[Study material]
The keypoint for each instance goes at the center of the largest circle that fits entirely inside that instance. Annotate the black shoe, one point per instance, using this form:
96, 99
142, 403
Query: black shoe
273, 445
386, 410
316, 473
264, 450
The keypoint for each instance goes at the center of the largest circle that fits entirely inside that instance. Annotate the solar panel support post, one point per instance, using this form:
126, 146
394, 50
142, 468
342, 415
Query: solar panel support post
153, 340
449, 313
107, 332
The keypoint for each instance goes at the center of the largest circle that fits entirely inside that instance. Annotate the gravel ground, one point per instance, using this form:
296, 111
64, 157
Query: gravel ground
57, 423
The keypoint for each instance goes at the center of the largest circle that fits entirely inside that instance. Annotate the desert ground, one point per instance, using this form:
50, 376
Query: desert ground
[/Study material]
*How to complete this task*.
A word-for-word transcription of the data above is required.

*Task result*.
The keypoint for each instance goes at the center of the largest circle that fits entirely inside that instance. Annotate the black shoe, one point per instance, using this form:
96, 99
142, 403
Query: black shoe
273, 445
386, 410
316, 473
264, 450
The keypoint for each instance goes at the center of the largest circle that fits entirely inside that instance. Annotate the solar panel support post, one point per instance, using this form:
126, 146
394, 50
142, 468
342, 415
Query: solar panel support post
153, 340
449, 313
107, 332
The keypoint for each instance goes at the center of the largest circle that fits entirely inside that instance. Annotate the gravel ground, one point per instance, using this form:
296, 111
64, 157
Query: gravel ground
57, 423
The keypoint for each instance goes at the center of the largest circle that fits entirely inside that instance. Annotate the desert ground, one point per instance, using this form:
50, 376
Query: desert ground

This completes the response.